▸ **Brief**: Starting with the line that mentions "Class, locate every instance of the ground", repeat each line verbatim until the entries end, both ends included.

▸ **Dataset**:
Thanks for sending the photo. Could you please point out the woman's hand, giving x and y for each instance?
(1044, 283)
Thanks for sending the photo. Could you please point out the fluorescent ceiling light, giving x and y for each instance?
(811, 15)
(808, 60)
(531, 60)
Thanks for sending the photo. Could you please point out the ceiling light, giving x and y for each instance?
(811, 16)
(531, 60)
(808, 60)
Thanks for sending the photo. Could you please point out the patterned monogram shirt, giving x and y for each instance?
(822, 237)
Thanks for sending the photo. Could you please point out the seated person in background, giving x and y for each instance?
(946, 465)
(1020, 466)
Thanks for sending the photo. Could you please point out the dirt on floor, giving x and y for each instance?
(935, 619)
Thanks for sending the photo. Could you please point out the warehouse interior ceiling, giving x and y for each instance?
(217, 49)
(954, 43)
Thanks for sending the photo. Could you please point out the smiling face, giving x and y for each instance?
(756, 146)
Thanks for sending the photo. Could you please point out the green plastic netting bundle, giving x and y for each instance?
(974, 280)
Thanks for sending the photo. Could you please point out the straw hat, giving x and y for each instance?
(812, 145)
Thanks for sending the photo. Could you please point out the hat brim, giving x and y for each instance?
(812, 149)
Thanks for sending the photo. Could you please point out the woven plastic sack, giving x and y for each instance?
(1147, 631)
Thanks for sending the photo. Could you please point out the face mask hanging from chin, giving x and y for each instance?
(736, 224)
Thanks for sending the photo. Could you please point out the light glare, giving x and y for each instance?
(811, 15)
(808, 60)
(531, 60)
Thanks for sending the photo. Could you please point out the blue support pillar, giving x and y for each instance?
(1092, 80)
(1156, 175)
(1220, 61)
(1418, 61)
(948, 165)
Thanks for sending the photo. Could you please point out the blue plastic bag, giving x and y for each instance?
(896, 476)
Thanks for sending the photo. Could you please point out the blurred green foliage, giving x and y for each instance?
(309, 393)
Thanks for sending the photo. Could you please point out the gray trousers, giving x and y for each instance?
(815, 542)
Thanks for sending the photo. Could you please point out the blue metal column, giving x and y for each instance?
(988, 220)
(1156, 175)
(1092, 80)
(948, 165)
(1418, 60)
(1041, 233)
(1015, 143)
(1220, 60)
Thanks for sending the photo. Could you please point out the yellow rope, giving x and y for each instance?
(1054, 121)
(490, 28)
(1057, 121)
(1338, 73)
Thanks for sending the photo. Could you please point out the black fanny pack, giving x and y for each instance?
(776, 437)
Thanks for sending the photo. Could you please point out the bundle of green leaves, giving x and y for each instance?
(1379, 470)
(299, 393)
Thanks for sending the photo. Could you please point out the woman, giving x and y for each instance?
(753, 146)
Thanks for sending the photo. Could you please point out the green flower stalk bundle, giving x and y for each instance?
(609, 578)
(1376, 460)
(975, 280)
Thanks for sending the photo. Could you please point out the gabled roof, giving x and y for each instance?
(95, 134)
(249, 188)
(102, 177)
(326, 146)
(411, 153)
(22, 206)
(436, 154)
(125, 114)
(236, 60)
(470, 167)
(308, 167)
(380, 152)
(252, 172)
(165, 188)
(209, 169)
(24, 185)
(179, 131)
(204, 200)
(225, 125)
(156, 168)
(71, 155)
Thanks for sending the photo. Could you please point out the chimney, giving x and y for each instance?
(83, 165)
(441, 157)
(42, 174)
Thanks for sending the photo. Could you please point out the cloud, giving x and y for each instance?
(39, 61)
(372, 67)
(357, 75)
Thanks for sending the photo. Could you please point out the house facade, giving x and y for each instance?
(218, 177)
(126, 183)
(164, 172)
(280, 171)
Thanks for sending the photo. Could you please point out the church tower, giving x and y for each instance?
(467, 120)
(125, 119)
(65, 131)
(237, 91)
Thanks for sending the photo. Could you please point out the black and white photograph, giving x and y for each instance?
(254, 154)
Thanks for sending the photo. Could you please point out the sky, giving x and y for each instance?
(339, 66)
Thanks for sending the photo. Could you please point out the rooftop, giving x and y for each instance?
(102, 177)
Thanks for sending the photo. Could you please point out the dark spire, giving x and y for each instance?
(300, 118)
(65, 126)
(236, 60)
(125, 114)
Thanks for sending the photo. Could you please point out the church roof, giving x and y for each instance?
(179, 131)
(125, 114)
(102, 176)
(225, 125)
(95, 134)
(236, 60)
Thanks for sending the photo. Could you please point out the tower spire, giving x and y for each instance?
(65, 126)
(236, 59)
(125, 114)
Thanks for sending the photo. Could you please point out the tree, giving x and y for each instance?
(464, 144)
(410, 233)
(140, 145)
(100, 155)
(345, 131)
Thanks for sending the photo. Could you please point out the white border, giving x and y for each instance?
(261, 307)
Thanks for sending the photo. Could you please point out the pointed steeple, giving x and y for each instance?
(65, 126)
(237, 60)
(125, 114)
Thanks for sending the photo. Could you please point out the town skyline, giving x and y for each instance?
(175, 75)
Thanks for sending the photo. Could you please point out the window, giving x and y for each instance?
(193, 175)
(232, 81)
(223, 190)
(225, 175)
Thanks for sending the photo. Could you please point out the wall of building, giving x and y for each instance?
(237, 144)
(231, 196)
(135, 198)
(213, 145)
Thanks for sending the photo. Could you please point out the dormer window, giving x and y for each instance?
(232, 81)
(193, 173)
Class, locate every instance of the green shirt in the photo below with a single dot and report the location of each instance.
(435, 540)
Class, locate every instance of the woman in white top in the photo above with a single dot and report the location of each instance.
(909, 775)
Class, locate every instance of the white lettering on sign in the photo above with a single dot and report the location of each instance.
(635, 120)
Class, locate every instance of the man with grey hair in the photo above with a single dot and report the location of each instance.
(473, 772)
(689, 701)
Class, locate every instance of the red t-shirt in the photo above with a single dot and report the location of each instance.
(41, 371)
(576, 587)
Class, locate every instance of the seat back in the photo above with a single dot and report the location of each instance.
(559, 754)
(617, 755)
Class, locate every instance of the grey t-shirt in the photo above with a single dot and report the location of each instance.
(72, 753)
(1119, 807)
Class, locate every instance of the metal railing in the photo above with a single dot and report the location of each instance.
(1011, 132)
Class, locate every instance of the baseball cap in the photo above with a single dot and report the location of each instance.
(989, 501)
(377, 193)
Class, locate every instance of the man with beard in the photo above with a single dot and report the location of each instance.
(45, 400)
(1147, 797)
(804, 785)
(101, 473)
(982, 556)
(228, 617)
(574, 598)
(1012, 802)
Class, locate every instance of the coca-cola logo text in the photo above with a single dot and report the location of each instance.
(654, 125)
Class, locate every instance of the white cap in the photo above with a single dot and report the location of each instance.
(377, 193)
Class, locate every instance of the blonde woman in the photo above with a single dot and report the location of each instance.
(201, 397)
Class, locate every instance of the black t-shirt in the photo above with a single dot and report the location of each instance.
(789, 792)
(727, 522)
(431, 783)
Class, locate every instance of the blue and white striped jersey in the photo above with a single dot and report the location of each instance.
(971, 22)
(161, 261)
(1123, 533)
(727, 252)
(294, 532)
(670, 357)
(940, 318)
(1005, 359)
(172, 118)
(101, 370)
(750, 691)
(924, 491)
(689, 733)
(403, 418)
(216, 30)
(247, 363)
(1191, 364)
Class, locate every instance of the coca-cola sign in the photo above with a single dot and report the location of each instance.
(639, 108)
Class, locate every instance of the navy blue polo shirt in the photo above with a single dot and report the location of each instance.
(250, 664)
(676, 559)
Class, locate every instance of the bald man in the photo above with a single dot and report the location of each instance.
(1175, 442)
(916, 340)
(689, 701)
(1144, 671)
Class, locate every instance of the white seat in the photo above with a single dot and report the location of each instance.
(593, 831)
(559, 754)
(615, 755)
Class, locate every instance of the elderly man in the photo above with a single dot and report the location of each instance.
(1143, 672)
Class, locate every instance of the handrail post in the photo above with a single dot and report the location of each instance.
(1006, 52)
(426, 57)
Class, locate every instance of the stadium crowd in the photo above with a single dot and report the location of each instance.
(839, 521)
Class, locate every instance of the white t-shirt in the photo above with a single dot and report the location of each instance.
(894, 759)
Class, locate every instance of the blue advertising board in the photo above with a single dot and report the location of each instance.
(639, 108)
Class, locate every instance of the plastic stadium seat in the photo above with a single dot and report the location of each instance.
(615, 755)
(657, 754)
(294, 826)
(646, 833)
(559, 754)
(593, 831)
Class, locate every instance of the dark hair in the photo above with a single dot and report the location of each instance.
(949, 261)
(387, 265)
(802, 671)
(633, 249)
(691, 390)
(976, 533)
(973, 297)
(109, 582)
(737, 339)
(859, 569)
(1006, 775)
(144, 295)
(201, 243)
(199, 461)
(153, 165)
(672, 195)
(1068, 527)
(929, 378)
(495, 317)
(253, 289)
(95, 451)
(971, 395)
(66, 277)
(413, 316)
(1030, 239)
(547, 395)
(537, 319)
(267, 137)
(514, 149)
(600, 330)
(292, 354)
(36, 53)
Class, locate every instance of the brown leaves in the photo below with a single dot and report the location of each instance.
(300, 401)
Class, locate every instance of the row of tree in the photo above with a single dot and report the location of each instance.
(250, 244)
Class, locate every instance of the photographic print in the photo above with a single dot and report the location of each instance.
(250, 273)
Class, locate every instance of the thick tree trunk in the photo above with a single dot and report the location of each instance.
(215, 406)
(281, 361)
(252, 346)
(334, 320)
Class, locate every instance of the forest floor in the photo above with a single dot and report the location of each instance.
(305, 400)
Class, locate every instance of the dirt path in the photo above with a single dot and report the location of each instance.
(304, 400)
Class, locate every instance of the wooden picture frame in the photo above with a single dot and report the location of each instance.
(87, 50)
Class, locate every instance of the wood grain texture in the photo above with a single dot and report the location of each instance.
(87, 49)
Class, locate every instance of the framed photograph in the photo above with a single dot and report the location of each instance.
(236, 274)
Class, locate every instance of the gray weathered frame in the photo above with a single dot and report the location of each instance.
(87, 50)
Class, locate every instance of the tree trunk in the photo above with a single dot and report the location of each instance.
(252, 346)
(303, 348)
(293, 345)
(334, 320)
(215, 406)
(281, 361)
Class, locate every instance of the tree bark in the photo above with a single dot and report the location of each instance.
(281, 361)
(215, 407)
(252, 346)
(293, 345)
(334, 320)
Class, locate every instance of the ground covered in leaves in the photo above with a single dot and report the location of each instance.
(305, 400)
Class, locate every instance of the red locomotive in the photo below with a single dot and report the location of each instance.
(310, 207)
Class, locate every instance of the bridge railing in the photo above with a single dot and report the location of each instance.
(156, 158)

▸ **Response to the exercise**:
Class, locate every instance of the ground covered in leaves in the photo above with a single dot and report the location of each instance.
(305, 400)
Class, locate every instance of the red locomotive in the photo below with a single dot and report the location of each instance.
(310, 207)
Class, locate every instance of the bridge railing in the photo above with a single dot and report the location of each instance.
(156, 158)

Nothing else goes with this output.